#### [DIRECTIONS FOR THIS TASK]
Copy every entry. Do not alter a single word.

(Saved entries)
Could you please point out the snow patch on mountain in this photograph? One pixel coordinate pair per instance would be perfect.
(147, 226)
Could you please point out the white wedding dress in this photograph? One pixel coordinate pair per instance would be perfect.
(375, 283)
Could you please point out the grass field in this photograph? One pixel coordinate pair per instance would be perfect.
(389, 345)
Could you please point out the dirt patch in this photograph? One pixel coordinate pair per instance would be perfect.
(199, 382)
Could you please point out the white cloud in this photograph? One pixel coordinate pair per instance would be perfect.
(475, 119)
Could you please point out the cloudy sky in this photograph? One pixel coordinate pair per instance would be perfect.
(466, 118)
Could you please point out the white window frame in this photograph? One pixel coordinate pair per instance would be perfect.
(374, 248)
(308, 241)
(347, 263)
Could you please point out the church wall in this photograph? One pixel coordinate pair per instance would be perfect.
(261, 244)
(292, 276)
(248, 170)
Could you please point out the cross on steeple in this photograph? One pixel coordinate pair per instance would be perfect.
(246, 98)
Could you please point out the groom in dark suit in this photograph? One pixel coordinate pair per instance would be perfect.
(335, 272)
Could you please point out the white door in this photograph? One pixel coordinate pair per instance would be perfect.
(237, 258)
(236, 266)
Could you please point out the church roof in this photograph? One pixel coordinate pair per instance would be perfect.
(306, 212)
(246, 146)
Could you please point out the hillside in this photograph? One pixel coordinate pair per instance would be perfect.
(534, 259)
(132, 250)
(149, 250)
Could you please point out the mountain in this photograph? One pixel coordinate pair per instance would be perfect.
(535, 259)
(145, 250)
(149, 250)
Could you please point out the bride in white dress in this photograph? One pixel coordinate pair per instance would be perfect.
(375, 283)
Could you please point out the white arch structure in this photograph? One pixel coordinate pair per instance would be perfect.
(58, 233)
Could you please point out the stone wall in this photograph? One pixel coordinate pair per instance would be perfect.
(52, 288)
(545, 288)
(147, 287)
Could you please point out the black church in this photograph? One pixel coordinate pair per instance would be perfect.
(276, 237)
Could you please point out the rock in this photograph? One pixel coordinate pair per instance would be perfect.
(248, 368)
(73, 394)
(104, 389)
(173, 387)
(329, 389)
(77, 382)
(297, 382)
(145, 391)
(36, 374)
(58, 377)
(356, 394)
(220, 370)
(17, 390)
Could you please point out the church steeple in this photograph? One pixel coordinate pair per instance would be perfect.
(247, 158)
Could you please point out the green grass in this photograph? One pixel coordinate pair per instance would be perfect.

#### [RESPONSE]
Could you please point out the snow patch on mountain in this photograph? One pixel coordinate pair per instance would be perfect.
(147, 226)
Could you please point out the white wedding dress in this photograph? One pixel coordinate pair per instance would be perfect.
(375, 283)
Could you please point out the grass field in this photograph? One pixel coordinate pair per instance would be perfect.
(389, 345)
Could you please point out the dirt patch in this photograph? One pixel coordinate pair per instance would be perfect.
(199, 382)
Could you please point out the white cloud in this photograph? One pixel coordinate pair per instance would be perfect.
(475, 119)
Could you please point out the cloudy sky in this photograph? One pixel coordinate pair per instance would be perfect.
(466, 118)
Could you please point out the white window frame in this photograph? One pixel coordinate pair per instance would be perfect.
(374, 248)
(308, 241)
(347, 263)
Could you please point out the church wall in this photograph? One pixel coordinate pair per instance would be perfect.
(261, 244)
(292, 276)
(248, 170)
Could you please point out the cross on steeple in this photograph? One pixel coordinate pair per instance would be perfect.
(246, 98)
Could you please point out the groom in dark suit in this photograph? One pixel coordinate pair per instance would be perfect.
(335, 272)
Could you please point out the white door in this photograph? One pixel coordinate pair per instance would be perfect.
(237, 258)
(236, 266)
Could you please point out the church roof in this photograph? One pixel coordinate pair per instance would be perfect.
(306, 212)
(246, 146)
Could you please point out the hillside in this photograph? One pixel coordinate pair per instance would be perfect.
(534, 259)
(132, 250)
(149, 250)
Could you please point out the mountain in this photograph? One pixel coordinate pair per instance would be perfect.
(535, 259)
(145, 250)
(149, 250)
Could you please point out the bride in white dress in this photograph? One pixel coordinate pair per instance would be perfect.
(375, 283)
Could you please point out the white arch structure in this photograph? One pixel coordinate pair per instance would be perfect.
(58, 233)
Could you please point out the stone wall in this photograph? One pixel coordinate pair per instance would be perfect.
(52, 288)
(545, 288)
(147, 287)
Could you please point out the black church in this photograph? One pixel coordinate pair per instance would be perfect.
(276, 237)
Could you please point out the rock in this photograph? One pixel coordinate pair per instance would be perfect.
(248, 368)
(73, 394)
(104, 389)
(173, 387)
(329, 389)
(77, 382)
(297, 382)
(145, 391)
(36, 374)
(58, 377)
(356, 394)
(220, 370)
(17, 390)
Could you please point out the church steeple in this photograph? One pixel coordinate pair per instance would be perfect.
(247, 158)
Could you please point out the green grass in this photograph? One pixel coordinate pair per instance would be perfect.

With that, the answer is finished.